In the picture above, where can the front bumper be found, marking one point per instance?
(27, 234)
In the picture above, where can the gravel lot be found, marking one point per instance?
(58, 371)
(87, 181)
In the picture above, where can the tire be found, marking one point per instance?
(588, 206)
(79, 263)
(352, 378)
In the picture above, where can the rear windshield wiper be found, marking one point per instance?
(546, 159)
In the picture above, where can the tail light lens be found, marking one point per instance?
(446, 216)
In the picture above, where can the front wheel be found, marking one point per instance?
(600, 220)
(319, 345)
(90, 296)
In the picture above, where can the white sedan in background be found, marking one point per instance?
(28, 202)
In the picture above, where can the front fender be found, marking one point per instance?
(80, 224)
----
*What you should do*
The whole listing above, line by line, is to be retyped exactly.

*Result of this exercise*
In the picture above, where can the front bumper be found, marking one point per instance?
(27, 234)
In the picture above, where can the gravel lot be found, marking one point per instance?
(58, 371)
(87, 181)
In the picture above, where can the tire be found, marking one point per instance?
(588, 206)
(79, 263)
(352, 378)
In the picture above, where can the rear windshield wiper be found, marking one point per instance?
(546, 159)
In the picture above, where can the tail light lens be found, marking one point per instance?
(446, 216)
In the picture above, where can the front wheel be found, marking one point per instance?
(600, 220)
(319, 345)
(90, 296)
In the picture above, where can the white sedan in background be found, marking one point per instance?
(28, 202)
In the picture above, where can the front fender be found, marking one point per instance?
(80, 224)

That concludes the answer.